Show, in full, each line of the data that contains "roof".

[Region pointing data]
_____

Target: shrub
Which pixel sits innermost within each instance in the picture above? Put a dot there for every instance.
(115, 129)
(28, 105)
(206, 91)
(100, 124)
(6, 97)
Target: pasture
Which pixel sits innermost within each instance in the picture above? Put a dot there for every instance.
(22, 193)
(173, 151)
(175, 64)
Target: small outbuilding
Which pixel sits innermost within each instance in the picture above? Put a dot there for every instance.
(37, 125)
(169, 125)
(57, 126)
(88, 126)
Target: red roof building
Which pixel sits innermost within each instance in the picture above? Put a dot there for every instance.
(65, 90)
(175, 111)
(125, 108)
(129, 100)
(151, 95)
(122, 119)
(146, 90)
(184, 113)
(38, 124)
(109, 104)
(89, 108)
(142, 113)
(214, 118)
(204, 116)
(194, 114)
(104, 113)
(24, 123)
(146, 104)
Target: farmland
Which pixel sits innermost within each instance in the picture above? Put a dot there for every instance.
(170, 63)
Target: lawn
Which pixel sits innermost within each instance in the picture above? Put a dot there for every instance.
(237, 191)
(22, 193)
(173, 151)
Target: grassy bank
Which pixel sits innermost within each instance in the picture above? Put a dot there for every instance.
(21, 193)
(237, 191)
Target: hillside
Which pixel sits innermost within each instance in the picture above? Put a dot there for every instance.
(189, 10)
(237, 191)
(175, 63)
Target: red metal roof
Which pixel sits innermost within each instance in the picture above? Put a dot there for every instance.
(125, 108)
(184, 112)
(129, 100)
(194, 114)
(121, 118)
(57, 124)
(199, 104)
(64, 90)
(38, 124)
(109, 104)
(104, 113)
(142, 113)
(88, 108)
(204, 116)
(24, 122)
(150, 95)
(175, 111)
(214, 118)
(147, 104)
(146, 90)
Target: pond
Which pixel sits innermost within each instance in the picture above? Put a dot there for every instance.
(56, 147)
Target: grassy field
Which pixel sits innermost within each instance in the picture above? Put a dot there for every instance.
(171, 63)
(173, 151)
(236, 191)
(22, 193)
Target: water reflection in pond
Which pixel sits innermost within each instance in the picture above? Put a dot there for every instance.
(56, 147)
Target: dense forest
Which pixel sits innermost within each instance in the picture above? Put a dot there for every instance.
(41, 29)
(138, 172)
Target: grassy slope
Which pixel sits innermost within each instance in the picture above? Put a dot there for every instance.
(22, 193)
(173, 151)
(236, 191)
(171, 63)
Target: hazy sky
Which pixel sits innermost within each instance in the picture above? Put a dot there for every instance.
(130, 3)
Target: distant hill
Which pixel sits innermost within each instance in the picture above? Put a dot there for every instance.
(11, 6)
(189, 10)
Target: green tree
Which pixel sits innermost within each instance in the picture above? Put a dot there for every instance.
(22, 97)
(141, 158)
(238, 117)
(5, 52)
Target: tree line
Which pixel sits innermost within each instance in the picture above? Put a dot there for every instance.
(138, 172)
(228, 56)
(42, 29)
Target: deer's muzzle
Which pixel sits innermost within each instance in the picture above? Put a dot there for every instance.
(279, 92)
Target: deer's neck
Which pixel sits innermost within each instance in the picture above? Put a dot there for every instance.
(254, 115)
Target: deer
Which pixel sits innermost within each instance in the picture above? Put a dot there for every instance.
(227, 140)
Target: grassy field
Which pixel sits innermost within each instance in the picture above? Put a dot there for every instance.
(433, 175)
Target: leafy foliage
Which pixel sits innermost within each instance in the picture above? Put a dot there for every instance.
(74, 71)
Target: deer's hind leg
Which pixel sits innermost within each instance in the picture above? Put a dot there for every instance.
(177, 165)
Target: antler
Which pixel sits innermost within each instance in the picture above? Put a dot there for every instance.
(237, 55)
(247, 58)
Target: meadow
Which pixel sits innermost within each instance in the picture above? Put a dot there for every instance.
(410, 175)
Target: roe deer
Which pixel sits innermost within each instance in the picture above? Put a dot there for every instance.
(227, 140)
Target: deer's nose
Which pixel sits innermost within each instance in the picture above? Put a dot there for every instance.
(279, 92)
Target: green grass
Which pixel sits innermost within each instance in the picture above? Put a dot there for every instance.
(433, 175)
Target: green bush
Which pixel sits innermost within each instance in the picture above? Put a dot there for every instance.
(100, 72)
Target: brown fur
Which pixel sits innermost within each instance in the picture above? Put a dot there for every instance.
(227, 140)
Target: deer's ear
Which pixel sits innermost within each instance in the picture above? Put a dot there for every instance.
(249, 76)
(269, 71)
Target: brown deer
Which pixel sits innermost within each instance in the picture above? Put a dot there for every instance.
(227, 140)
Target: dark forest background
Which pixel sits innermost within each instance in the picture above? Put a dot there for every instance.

_____

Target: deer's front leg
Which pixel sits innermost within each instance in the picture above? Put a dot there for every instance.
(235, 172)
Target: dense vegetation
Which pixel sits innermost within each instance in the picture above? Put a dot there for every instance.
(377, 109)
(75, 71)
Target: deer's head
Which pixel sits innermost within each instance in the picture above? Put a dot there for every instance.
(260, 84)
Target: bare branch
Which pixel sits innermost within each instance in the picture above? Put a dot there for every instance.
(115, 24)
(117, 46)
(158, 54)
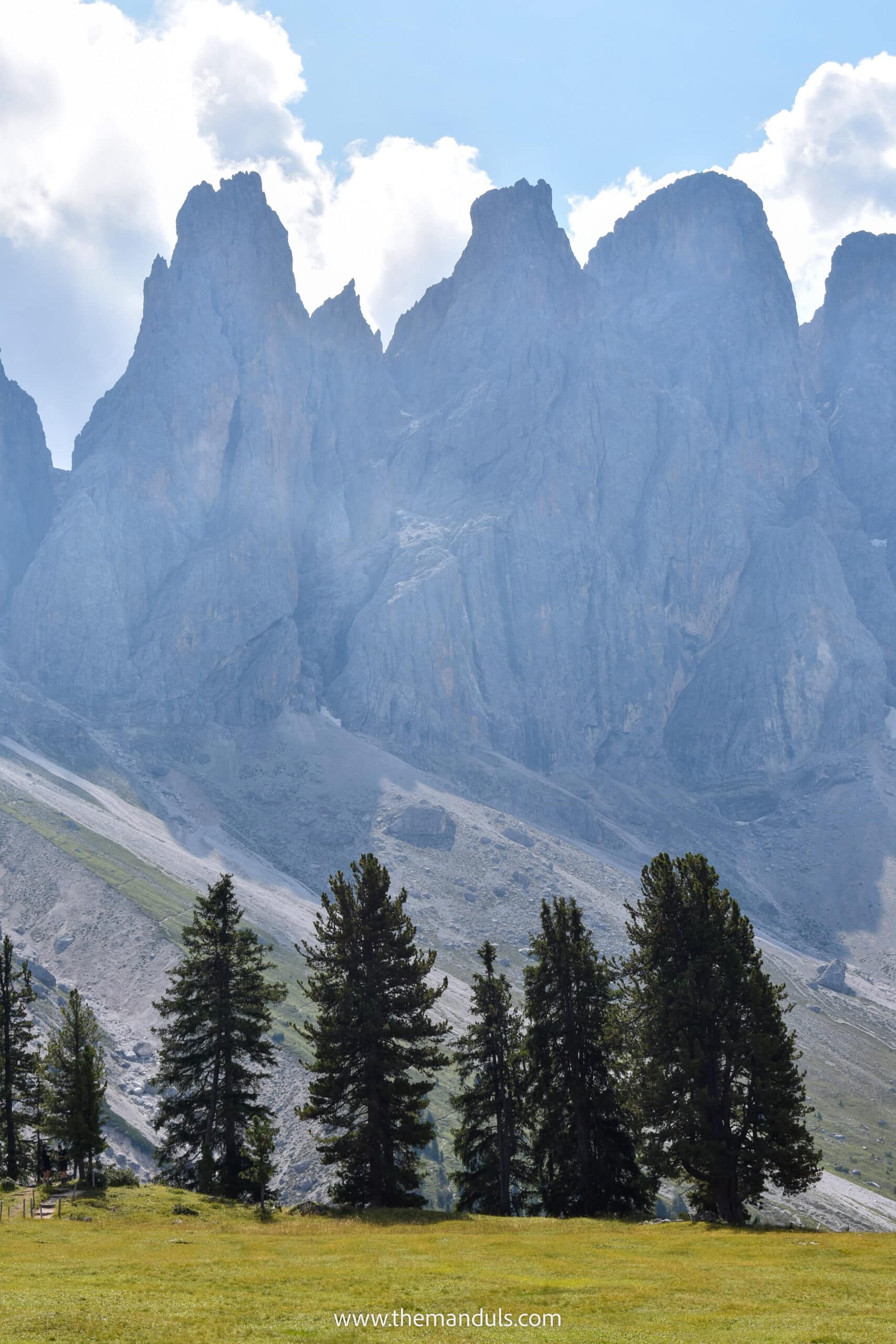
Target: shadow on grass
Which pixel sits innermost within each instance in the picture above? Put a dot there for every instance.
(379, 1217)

_____

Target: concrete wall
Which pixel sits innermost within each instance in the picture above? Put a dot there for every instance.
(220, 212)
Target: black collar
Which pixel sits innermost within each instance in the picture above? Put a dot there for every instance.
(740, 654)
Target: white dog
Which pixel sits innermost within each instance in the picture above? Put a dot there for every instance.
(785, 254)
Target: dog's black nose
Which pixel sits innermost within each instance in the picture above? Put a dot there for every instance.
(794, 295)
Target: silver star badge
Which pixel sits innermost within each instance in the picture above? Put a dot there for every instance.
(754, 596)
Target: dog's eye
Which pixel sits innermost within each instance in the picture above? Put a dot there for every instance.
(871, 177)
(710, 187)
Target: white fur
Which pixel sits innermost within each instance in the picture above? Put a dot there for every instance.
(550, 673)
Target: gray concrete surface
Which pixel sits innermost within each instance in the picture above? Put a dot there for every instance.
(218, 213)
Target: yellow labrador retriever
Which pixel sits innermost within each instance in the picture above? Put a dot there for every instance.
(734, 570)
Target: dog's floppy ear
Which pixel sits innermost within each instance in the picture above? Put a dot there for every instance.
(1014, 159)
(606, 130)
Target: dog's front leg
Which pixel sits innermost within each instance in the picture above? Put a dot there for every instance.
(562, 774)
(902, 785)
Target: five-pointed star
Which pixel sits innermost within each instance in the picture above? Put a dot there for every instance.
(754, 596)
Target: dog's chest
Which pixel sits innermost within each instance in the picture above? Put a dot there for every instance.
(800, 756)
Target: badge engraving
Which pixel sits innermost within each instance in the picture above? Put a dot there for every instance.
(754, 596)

_____

TASK RESPONSE —
Target: red roof building
Target: red metal roof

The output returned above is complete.